== TASK REQUIREMENTS ==
The reply should contain all of the data below, word for word.

[Referring expression pointing data]

╭──

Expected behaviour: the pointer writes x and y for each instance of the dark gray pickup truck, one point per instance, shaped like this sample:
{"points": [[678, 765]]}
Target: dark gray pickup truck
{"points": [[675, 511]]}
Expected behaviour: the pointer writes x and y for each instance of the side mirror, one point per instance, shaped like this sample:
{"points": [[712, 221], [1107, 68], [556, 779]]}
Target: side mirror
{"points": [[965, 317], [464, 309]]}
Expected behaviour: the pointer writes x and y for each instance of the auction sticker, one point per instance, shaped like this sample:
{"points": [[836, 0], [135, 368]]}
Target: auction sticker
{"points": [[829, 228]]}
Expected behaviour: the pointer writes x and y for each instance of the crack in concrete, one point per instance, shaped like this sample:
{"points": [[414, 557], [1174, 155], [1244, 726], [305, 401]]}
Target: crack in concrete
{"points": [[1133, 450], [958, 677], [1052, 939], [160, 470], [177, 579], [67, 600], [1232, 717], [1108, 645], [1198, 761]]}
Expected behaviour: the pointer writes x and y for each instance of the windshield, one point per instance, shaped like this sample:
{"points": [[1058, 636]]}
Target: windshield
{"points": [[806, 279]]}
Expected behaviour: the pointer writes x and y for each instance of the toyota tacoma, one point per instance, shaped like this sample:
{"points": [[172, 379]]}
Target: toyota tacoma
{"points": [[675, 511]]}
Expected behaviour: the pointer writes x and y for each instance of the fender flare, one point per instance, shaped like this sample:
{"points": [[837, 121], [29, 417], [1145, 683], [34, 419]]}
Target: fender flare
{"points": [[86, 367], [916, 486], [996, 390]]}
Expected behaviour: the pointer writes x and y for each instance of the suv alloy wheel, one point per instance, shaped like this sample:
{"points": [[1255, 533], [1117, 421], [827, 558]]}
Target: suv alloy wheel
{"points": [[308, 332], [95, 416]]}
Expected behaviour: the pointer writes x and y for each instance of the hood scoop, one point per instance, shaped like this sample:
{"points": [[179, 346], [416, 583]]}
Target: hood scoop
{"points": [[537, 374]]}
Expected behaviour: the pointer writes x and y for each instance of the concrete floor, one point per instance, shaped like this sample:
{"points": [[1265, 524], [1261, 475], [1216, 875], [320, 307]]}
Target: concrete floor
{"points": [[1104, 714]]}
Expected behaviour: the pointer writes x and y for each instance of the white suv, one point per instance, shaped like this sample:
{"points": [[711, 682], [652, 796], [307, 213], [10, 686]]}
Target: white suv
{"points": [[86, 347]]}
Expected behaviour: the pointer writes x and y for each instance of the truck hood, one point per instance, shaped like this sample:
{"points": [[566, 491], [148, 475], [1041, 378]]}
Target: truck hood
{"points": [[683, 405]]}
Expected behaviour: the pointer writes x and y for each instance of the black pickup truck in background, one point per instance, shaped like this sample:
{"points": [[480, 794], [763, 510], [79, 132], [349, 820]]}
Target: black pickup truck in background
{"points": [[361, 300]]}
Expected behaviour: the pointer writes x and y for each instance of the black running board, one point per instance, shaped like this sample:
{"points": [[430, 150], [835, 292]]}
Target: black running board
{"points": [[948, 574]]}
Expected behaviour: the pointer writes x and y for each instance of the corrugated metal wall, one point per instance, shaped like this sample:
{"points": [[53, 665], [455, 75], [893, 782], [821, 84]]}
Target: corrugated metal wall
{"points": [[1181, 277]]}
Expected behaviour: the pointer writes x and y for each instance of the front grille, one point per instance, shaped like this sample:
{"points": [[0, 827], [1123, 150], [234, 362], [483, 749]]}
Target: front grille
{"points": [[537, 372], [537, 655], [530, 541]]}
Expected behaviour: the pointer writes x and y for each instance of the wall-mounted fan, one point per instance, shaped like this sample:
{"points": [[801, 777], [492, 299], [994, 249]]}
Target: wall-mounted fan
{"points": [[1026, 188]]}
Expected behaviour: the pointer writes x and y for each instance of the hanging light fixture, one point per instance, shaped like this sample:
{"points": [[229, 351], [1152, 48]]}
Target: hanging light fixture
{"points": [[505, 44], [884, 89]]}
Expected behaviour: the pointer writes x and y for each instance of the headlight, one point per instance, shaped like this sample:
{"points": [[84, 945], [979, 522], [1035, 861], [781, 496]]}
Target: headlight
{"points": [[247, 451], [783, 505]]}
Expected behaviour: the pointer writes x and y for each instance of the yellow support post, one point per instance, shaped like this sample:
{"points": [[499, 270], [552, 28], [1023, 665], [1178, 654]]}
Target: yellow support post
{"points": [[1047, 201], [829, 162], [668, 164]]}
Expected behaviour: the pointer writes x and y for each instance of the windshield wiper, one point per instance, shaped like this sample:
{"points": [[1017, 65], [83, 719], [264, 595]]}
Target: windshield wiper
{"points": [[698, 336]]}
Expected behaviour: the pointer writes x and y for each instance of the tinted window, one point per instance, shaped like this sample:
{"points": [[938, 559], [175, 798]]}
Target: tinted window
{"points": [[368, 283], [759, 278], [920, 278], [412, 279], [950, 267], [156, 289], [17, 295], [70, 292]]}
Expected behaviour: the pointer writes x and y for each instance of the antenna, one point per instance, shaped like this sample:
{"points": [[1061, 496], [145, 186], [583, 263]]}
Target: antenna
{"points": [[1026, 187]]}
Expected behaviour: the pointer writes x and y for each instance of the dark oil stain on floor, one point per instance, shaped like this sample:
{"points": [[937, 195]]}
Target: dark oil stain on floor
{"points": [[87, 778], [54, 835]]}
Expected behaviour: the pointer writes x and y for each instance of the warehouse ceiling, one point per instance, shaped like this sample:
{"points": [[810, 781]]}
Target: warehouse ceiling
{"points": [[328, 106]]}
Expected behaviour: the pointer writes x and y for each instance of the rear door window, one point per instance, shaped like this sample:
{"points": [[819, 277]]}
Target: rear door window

╰──

== ANSWER AREA ==
Expected behaviour: the pointer writes x and y for each instance of the dark gray pickup truck, one point per instance, shaped like this sample:
{"points": [[678, 765]]}
Target: dark gray pickup truck
{"points": [[675, 511]]}
Expected behaviour: the pointer writes x and y for each instance of the side mirror, one point per instance, shaped like this sample:
{"points": [[712, 221], [1107, 68], [556, 779]]}
Target: side mirror
{"points": [[965, 317], [464, 309]]}
Expected behaviour: the pointer writes x and y for each instance of the auction sticker, one point per instance, shaped like this sample:
{"points": [[836, 0], [135, 368]]}
Target: auction sticker
{"points": [[829, 228]]}
Expected behaviour: the pointer writes x and y for each instance of the crack in concrete, one point per instance, shaped like this sample:
{"points": [[414, 557], [1174, 155], [1244, 726], [305, 401]]}
Target: crack in concrete
{"points": [[1133, 450], [958, 677], [1052, 939], [160, 470], [177, 579], [67, 600], [1232, 717], [1108, 645], [1198, 761]]}
Expected behaviour: the pointer writes x and y for each instance of the windshield, one point per instance, shaped like this sample:
{"points": [[1058, 636]]}
Target: windshield
{"points": [[806, 279]]}
Expected behaviour: the pointer writes x and y for each instance of the toyota tacoma, one point per instance, shaped like this sample:
{"points": [[172, 379]]}
Target: toyota tacoma
{"points": [[675, 511]]}
Expected behaviour: the pointer writes x and y for each instance of the fender flare, one point per instance, shaped like this sample:
{"points": [[837, 121], [29, 417], [1145, 683], [34, 419]]}
Target: fender flare
{"points": [[86, 367], [916, 486], [996, 390]]}
Expected behaviour: the pointer writes x and y for each instance of the suv alloy wheel, one point per instance, shaped like this sample:
{"points": [[1255, 533], [1117, 421], [827, 558]]}
Target: suv alloy wheel
{"points": [[308, 332], [95, 416]]}
Expected behaviour: the pointer writes x and y for each instance of the hood scoop, one point per instance, shaped like this sample:
{"points": [[179, 346], [416, 583]]}
Target: hood scoop
{"points": [[537, 374]]}
Expected behaviour: the pointer writes x and y for each instance of the concrete floor, one point per instance, shaped like this sample:
{"points": [[1265, 524], [1261, 475], [1216, 875], [320, 307]]}
Target: concrete floor
{"points": [[1104, 714]]}
Expected behaviour: the pointer writes x and y for each instance of the white suv, one point per instance, shaped like this sample:
{"points": [[711, 682], [652, 796], [307, 213], [10, 686]]}
Target: white suv
{"points": [[86, 347]]}
Expected behaviour: the pointer writes x and y for each instance of the truck hood, one point per instance, shaped like this sample:
{"points": [[566, 491], [148, 475], [1041, 378]]}
Target: truck hood
{"points": [[683, 405]]}
Expected behaviour: the pointer writes x and y for each instance of the black pickup truck in background, one point per instance, shaped like this sample:
{"points": [[480, 794], [763, 510], [79, 132], [349, 820]]}
Target: black pickup truck in background
{"points": [[361, 300]]}
Expected behaviour: the pointer writes x and y for each instance of the black running board, one point per instance, shaped like this sample:
{"points": [[430, 150], [835, 292]]}
Target: black running board
{"points": [[948, 574]]}
Expected behaviour: the pointer writes x and y for each instance of the corrugated metal wall, one point per instance, shaped like this sample:
{"points": [[53, 665], [455, 75], [893, 782], [821, 84]]}
Target: corrugated metal wall
{"points": [[1181, 277]]}
Expected behaviour: the pointer writes x and y for each instance of the front grille, one point per instance, shaped like this sample:
{"points": [[0, 827], [1123, 150], [234, 362], [483, 749]]}
Target: front grille
{"points": [[537, 372], [537, 655], [530, 541]]}
Expected behaviour: the pointer writes x and y for each instance of the wall-mounted fan, one point per instance, shaped like this sample:
{"points": [[801, 777], [492, 299], [994, 249]]}
Target: wall-mounted fan
{"points": [[1026, 188]]}
Expected behaviour: the pointer writes x and y for each instance of the hanging light fixture, one point per instance, shaped like this sample:
{"points": [[229, 351], [1152, 48]]}
Target: hanging light fixture
{"points": [[505, 44], [884, 89]]}
Expected behaviour: the pointer writes x and y for each instance of the headlight, one point per instance, shaped like this sample:
{"points": [[84, 945], [979, 522], [1035, 861], [781, 496]]}
Target: headlight
{"points": [[247, 451], [783, 505]]}
Expected behaviour: the pointer writes x and y for each instance of the yellow support post, one point per instance, shaped like this sample:
{"points": [[499, 270], [552, 28], [1023, 665], [1178, 654]]}
Target: yellow support post
{"points": [[1047, 201], [829, 162], [668, 164]]}
Expected behaviour: the pointer writes x and y for each instance of the windshield wiper, one point per instance, shaped like this sample:
{"points": [[1017, 65], [83, 719], [264, 595]]}
Target: windshield wiper
{"points": [[698, 336]]}
Expected behaviour: the pointer writes x and y for each instance of the tinted window, one point per instance, shaped like this sample:
{"points": [[938, 559], [175, 798]]}
Target: tinted window
{"points": [[368, 283], [759, 278], [920, 278], [412, 279], [950, 267], [156, 289], [17, 295], [70, 292]]}
Expected behaviour: the pointer writes x and y for each instance of the antenna, one point per instance, shaped like this sample:
{"points": [[1061, 496], [145, 186], [583, 263]]}
Target: antenna
{"points": [[1026, 187]]}
Expected behaviour: the pointer writes x and y for each instance of the dark oil stain on floor, one point per instance, shaped like this sample:
{"points": [[937, 195]]}
Target: dark oil stain on floor
{"points": [[87, 778], [54, 835]]}
Expected behaviour: the pointer writes x and y for each instance of the warehouse ceiling, one point per instance, shaped like this sample:
{"points": [[810, 781]]}
Target: warehouse ceiling
{"points": [[328, 106]]}
Expected behaviour: the pointer writes x and y for each instance of the rear door window, one point per instance, shaped like this sample:
{"points": [[819, 277]]}
Target: rear door window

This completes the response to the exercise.